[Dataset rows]
★ ★ ★ ★ ★ ★ ★
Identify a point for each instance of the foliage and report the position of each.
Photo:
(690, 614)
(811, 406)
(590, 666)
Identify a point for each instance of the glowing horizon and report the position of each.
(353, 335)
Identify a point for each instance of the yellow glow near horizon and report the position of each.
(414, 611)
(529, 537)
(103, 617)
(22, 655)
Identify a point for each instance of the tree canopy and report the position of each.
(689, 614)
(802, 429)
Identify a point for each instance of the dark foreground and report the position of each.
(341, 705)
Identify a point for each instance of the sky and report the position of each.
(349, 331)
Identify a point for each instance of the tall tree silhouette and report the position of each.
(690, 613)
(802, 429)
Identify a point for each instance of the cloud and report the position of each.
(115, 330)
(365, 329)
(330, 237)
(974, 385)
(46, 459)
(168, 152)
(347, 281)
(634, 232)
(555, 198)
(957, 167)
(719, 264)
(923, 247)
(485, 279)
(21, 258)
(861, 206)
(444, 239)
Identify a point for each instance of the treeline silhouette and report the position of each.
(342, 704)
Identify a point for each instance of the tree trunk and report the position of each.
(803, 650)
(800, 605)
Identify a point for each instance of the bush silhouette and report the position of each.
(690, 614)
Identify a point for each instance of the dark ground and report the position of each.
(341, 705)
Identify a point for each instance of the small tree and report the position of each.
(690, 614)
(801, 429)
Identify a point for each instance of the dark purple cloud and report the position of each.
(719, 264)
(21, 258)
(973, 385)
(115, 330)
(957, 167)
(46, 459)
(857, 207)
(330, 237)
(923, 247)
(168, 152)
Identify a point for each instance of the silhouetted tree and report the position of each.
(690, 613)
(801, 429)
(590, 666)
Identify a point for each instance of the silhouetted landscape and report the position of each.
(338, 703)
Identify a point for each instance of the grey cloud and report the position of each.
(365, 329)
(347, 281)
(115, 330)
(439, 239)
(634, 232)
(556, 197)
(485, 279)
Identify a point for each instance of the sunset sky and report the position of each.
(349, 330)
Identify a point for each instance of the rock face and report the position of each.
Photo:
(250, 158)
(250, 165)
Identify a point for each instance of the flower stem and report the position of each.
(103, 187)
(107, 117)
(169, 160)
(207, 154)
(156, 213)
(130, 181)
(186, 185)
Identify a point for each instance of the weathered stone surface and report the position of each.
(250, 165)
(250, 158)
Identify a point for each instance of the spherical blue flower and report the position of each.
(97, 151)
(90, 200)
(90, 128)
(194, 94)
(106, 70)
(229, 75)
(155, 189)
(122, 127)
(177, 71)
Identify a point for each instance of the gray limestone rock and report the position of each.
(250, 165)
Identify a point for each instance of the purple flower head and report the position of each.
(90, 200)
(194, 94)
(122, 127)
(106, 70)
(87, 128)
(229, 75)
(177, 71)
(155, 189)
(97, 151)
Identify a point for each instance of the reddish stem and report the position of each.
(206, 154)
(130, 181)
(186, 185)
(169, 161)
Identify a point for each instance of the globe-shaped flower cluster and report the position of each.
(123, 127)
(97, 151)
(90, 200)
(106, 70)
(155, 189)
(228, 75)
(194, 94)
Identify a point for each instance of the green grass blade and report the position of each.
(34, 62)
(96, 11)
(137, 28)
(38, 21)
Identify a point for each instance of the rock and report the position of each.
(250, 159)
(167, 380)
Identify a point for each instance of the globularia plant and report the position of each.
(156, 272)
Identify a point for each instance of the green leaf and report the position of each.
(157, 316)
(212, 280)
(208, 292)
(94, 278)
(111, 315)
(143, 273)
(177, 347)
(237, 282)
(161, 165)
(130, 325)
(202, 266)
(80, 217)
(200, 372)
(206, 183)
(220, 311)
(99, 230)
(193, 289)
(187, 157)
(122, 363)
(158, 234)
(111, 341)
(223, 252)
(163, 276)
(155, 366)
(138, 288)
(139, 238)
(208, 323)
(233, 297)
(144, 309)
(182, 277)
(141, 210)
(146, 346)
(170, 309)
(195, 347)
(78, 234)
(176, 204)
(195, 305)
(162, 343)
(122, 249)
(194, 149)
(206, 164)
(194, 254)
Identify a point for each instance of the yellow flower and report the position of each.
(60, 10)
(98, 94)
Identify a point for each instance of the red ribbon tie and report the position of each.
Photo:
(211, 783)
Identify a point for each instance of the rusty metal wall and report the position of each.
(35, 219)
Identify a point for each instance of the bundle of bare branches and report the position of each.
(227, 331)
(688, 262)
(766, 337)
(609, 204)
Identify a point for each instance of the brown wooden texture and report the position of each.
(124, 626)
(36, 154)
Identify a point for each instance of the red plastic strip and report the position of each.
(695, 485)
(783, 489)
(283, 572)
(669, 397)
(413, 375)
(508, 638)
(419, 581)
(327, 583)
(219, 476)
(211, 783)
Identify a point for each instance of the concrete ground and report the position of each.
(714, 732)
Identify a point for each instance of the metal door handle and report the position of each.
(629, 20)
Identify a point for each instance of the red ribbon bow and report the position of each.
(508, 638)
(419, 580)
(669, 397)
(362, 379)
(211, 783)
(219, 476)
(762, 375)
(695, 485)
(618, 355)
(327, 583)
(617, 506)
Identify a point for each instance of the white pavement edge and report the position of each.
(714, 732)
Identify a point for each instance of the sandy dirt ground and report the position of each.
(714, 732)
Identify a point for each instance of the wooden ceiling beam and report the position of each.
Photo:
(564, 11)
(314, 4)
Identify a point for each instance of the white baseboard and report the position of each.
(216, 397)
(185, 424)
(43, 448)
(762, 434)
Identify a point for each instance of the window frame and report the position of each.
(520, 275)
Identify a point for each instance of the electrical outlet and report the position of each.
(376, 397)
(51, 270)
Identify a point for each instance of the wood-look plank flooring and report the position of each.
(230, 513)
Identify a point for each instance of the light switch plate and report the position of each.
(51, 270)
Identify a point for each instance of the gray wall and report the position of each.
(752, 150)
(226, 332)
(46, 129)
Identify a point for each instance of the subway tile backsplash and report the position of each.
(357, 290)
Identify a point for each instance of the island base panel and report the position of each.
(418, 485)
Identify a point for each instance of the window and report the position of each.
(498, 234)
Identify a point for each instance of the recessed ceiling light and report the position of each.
★ ★ ★ ★ ★ ★ ★
**Exercise instructions**
Write out all of the entries again, switching each occurrence of "Identify" to "Mark" and keeping everything else unchanged.

**Solution to this exercise**
Mark a point for each instance of the foliage and report the position of each.
Photo:
(690, 614)
(811, 406)
(590, 666)
Mark a point for each instance of the glowing horizon and report the position of each.
(353, 335)
Mark a point for each instance of the yellow glow near horizon and report the position of each.
(414, 611)
(529, 537)
(103, 617)
(22, 655)
Mark a point for each instance of the tree canopy and report the position of each.
(689, 614)
(802, 429)
Mark a point for each instance of the dark foreground and report the position of each.
(341, 705)
Mark a point for each instance of the sky and report the position of each.
(349, 331)
Mark a point for each instance of the tall tree silhouette and report the position of each.
(690, 613)
(802, 429)
Mark a point for each instance of the cloud and report the position of each.
(115, 330)
(365, 329)
(330, 237)
(974, 385)
(46, 459)
(168, 152)
(347, 281)
(634, 232)
(555, 198)
(957, 167)
(719, 264)
(923, 247)
(485, 279)
(21, 258)
(861, 206)
(444, 239)
Mark a point for each instance of the treeline silhouette and report the position of each.
(342, 704)
Mark a point for each instance of the tree trunk and report the position of each.
(803, 650)
(800, 605)
Mark a point for each instance of the bush silhouette and report the position of each.
(690, 614)
Mark a point for each instance of the dark ground and report the position of each.
(341, 705)
Mark a point for each instance of the small tree and report the position of each.
(690, 614)
(801, 429)
Mark a point for each instance of the dark purple cloud and report the position of each.
(719, 264)
(21, 258)
(973, 385)
(115, 330)
(957, 167)
(46, 459)
(857, 207)
(330, 237)
(923, 247)
(168, 152)
Mark a point for each instance of the silhouetted tree and report the position of each.
(690, 613)
(801, 429)
(590, 666)
Mark a point for each instance of the silhouetted landscape and report the position of each.
(338, 703)
Mark a point for each instance of the grey cloud and report the position of each.
(365, 329)
(347, 281)
(115, 330)
(439, 239)
(634, 232)
(556, 197)
(485, 279)
Mark a point for each instance of the sunset sky and report the position of each.
(349, 330)
Mark a point for each instance of the rock face and report the position of each.
Photo:
(250, 158)
(250, 165)
Mark a point for each instance of the flower stem and report the position of each.
(103, 187)
(107, 117)
(169, 160)
(207, 154)
(156, 213)
(130, 181)
(186, 185)
Mark a point for each instance of the weathered stone surface and report the position of each.
(250, 165)
(250, 158)
Mark a point for each instance of the spherical blue flower and report the position of each.
(97, 151)
(90, 200)
(90, 128)
(194, 94)
(106, 70)
(229, 75)
(155, 189)
(122, 127)
(177, 71)
Mark a point for each instance of the gray limestone rock and report the position of each.
(250, 165)
Mark a point for each instance of the purple flower head and report the position of each.
(90, 200)
(194, 94)
(122, 127)
(106, 70)
(87, 128)
(229, 75)
(177, 71)
(155, 189)
(97, 151)
Mark a point for each instance of the reddish stem and report the position of each.
(206, 154)
(130, 181)
(186, 185)
(169, 161)
Mark a point for each instance of the globe-shaped flower cluster and report the position of each.
(123, 127)
(97, 151)
(90, 200)
(106, 70)
(155, 189)
(228, 75)
(194, 94)
Mark a point for each instance of the green grass blade and report the position of each.
(34, 62)
(96, 11)
(137, 28)
(38, 21)
Mark a point for each instance of the rock and report the position of each.
(250, 159)
(167, 380)
Mark a point for each instance of the globularia plant and report the position of each.
(156, 272)
Mark a point for each instance of the green leaf and report the position of each.
(157, 316)
(212, 280)
(208, 292)
(94, 278)
(111, 315)
(143, 273)
(177, 347)
(237, 282)
(161, 165)
(130, 325)
(202, 266)
(80, 217)
(200, 372)
(206, 183)
(220, 311)
(99, 230)
(193, 289)
(187, 157)
(122, 363)
(158, 234)
(111, 341)
(223, 252)
(163, 276)
(155, 366)
(138, 288)
(139, 238)
(208, 323)
(233, 297)
(144, 309)
(182, 277)
(141, 210)
(146, 346)
(170, 309)
(195, 347)
(78, 234)
(176, 204)
(195, 305)
(162, 343)
(122, 249)
(194, 149)
(206, 164)
(194, 254)
Mark a point for each instance of the yellow flower and report the position of each.
(60, 10)
(98, 94)
Mark a point for each instance of the red ribbon tie and report the position of each.
Photo:
(211, 783)
Mark a point for each instance of the rusty metal wall and report the position of each.
(35, 219)
Mark a point for each instance of the bundle of bare branches and report the position of each.
(227, 331)
(688, 262)
(766, 337)
(609, 204)
Mark a point for each instance of the brown wooden texture and report the position of each.
(124, 626)
(36, 154)
Mark a point for each instance of the red plastic strip and report the position of each.
(695, 485)
(783, 489)
(283, 572)
(669, 397)
(413, 375)
(508, 638)
(419, 581)
(327, 583)
(219, 476)
(211, 783)
Mark a point for each instance of the concrete ground and report the position of each.
(714, 732)
Mark a point for each instance of the metal door handle and report the position of each.
(629, 20)
Mark a point for each instance of the red ribbon bow and report the position of each.
(508, 638)
(419, 580)
(669, 397)
(362, 379)
(211, 783)
(219, 476)
(762, 375)
(695, 485)
(618, 355)
(327, 583)
(617, 506)
Mark a point for each instance of the white pavement edge and report the position of each.
(714, 732)
Mark a point for each instance of the sandy dirt ground and report the position of each.
(714, 732)
Mark a point for each instance of the wooden ceiling beam and report the position of each.
Photo:
(564, 11)
(314, 4)
Mark a point for each instance of the white baseboard and report the position of each.
(216, 397)
(185, 424)
(43, 448)
(762, 434)
Mark a point for each instance of the window frame and report the position of each.
(520, 275)
Mark a point for each instance of the electrical outlet and report the position of each.
(376, 397)
(51, 270)
Mark a point for each instance of the wood-look plank flooring and report the position of each.
(230, 513)
Mark a point for each instance of the light switch plate and report the position of each.
(51, 270)
Mark a point for each instance of the gray wall and report the position of each.
(752, 150)
(226, 332)
(46, 129)
Mark a point for each instance of the subway tile backsplash and report the position of each.
(357, 290)
Mark a point for each instance of the island base panel and report the position of each.
(418, 485)
Mark a point for each instance of the window and report the position of each.
(498, 234)
Mark a point for each instance of the recessed ceiling light and report the position of each.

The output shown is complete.